■ DESCRIPTION OF THE TASK ■
Locate, in the data below, the line that contains "Where can you spot the finger" and the line that contains "Where can you spot the player's"; reproduce exactly those two lines and every line between them, nothing more.
====== SOURCE RECORDS ======
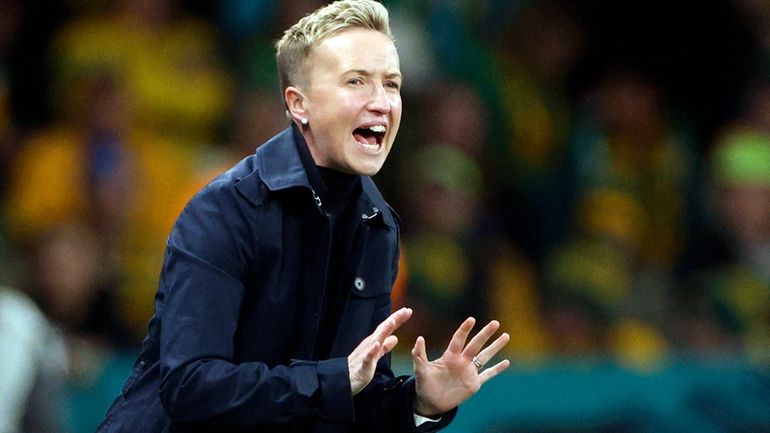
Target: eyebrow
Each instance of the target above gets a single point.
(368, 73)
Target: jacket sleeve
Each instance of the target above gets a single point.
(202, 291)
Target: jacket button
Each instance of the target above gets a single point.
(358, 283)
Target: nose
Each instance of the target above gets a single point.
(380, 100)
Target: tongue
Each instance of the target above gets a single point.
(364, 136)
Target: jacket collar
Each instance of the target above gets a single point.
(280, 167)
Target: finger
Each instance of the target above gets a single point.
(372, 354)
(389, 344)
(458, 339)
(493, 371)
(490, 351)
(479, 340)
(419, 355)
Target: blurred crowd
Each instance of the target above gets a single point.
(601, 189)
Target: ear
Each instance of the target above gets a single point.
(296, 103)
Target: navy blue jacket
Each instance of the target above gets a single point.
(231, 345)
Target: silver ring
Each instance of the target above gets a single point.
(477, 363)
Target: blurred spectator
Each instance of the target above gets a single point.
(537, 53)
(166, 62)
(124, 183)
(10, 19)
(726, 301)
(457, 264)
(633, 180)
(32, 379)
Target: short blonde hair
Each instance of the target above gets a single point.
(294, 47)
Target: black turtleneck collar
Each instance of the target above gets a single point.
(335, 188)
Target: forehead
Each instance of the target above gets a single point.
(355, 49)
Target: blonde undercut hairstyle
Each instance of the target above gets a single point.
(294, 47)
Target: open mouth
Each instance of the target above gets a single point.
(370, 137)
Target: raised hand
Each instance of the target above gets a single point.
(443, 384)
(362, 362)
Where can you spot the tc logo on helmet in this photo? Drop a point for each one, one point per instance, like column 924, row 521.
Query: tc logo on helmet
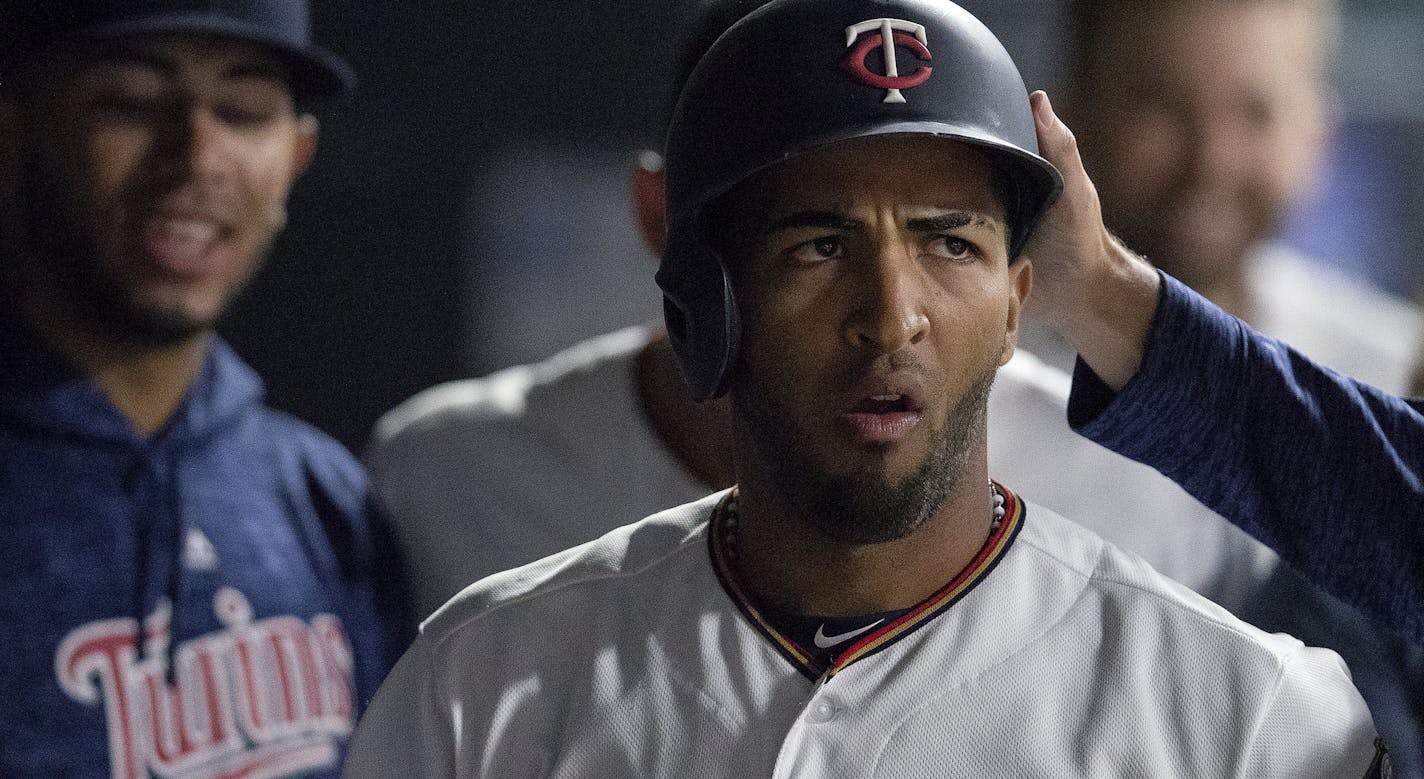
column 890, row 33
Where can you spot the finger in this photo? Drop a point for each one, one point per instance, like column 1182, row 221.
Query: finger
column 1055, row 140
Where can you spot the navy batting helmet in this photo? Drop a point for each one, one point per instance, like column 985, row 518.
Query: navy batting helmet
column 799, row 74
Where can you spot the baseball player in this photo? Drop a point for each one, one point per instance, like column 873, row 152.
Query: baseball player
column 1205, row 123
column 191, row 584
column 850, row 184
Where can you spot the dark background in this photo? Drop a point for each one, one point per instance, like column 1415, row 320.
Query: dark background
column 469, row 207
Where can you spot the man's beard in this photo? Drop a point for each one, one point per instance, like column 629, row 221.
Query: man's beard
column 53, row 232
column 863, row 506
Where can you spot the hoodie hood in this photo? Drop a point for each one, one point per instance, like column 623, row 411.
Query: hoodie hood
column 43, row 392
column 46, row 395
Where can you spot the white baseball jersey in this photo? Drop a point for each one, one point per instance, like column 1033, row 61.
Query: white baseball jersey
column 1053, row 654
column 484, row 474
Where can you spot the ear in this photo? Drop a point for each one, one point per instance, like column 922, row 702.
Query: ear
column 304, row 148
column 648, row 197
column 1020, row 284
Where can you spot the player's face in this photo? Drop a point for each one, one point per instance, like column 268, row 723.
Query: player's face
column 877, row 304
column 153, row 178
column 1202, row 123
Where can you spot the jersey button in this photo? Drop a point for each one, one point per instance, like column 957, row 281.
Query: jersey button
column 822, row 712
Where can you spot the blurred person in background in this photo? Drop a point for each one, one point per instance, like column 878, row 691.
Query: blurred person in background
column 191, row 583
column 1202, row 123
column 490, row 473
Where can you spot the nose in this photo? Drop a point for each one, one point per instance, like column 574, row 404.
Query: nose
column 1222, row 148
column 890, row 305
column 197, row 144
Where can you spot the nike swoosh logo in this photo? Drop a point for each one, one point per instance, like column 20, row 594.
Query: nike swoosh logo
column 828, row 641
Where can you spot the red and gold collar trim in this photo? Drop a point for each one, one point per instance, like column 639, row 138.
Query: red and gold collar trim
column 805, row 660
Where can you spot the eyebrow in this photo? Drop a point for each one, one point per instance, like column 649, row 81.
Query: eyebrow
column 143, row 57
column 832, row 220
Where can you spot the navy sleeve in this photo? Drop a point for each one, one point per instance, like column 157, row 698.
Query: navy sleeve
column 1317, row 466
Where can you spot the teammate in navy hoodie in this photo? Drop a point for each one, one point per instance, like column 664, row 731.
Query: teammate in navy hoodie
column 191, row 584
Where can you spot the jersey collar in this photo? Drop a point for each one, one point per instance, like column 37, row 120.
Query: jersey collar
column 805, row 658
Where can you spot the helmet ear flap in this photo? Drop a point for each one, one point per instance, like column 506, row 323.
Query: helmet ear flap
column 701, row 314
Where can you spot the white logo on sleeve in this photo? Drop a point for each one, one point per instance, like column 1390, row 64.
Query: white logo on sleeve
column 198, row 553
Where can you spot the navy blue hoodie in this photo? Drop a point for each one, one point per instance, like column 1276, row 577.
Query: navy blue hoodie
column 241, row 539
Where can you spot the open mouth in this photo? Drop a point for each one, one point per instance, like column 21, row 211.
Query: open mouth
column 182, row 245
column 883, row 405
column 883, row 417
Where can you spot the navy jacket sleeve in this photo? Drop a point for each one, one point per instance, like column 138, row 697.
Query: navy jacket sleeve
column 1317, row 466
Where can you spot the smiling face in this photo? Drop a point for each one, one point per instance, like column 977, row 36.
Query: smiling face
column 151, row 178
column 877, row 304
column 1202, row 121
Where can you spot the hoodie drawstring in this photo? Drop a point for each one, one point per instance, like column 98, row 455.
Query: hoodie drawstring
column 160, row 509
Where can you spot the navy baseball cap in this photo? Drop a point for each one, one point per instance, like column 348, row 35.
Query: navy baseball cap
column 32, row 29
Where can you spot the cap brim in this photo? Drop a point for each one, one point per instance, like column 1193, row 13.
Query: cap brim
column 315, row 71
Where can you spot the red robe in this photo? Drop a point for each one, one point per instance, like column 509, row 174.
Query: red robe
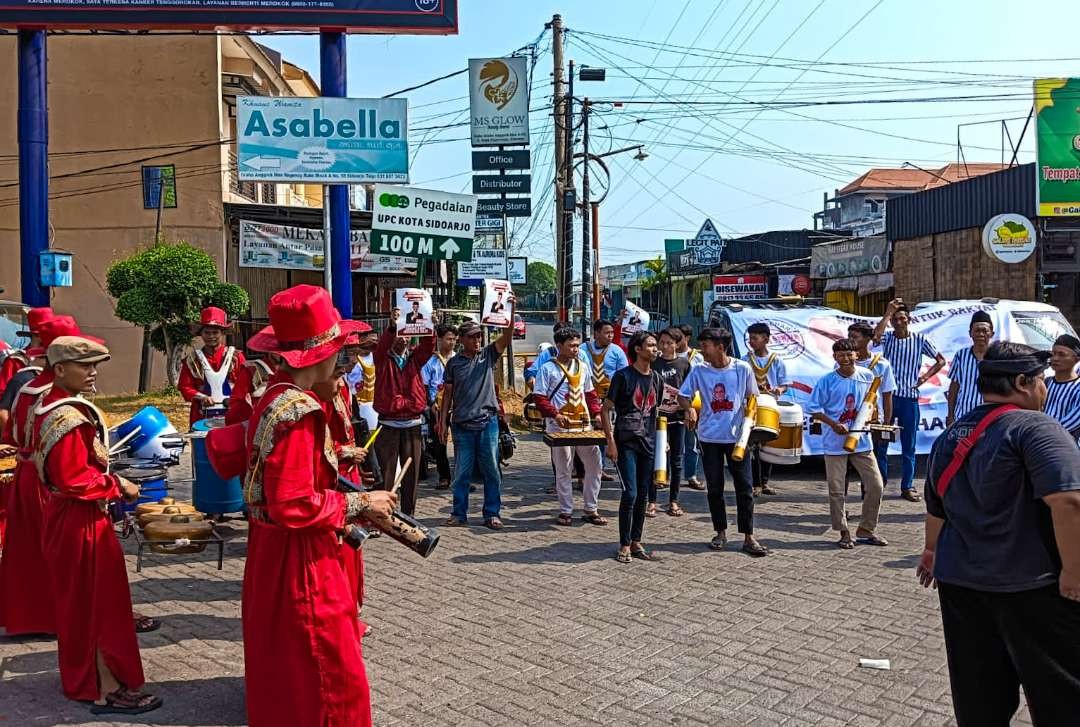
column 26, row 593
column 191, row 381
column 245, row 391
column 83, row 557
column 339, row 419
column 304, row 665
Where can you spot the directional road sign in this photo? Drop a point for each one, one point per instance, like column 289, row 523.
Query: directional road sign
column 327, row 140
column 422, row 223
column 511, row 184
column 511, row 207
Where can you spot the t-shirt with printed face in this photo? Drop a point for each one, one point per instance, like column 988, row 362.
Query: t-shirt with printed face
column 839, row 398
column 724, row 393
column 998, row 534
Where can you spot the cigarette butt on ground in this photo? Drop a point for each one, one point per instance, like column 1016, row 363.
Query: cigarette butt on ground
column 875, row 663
======
■ RESULT OF THE TASK ■
Where can you spot the finger in this photo? Drop a point for each one, one point per instance, like column 1182, row 221.
Query: finger
column 1055, row 140
Where can you spot the navy batting helmet in this photo? Drop a point for each one, one point per instance, like column 985, row 518.
Query: navy batting helmet
column 799, row 74
Where can you spot the baseball player in this photo? Drop a point for each one, one point per instance, like column 873, row 152.
Query: baseball player
column 1205, row 123
column 191, row 584
column 850, row 184
Where can you spot the dark background in this photo? Drop a point for each one, one point per instance, like column 1415, row 320.
Query: dark background
column 469, row 207
Where can you spot the man's beard in this photo? Drop a point for each one, one point per instance, like column 629, row 221.
Query: man's beard
column 53, row 232
column 863, row 506
Where can you spot the hoodie hood in this photo? Drop a point for each one, one point per instance, like column 623, row 411.
Query: hoodie hood
column 43, row 392
column 46, row 395
Where can you spot the white baseball jersey in this photo? Drop a point for each one, one point per instance, like column 1033, row 61.
Query: white baseball jersey
column 1053, row 654
column 484, row 474
Where can you spot the ear in this photo? Drop a point for each one, one point per instance, like column 922, row 702.
Query: ear
column 304, row 148
column 648, row 197
column 1020, row 284
Where can you spot the player's face in this photo? Drop a point for each one, one point per instance, like column 268, row 723.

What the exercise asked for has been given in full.